— Assignment —
The records should be copied out again with no alteration.

(Records for processing Opens)

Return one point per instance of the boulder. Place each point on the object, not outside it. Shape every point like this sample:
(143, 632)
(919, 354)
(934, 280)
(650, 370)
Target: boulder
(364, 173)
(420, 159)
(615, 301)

(Records for processing Closes)

— Output of the task —
Return one point per instance of the boulder. Place each point on the object, not outside it. Shape every point like this sample:
(143, 632)
(919, 354)
(934, 280)
(650, 370)
Target: boulder
(364, 173)
(420, 159)
(615, 301)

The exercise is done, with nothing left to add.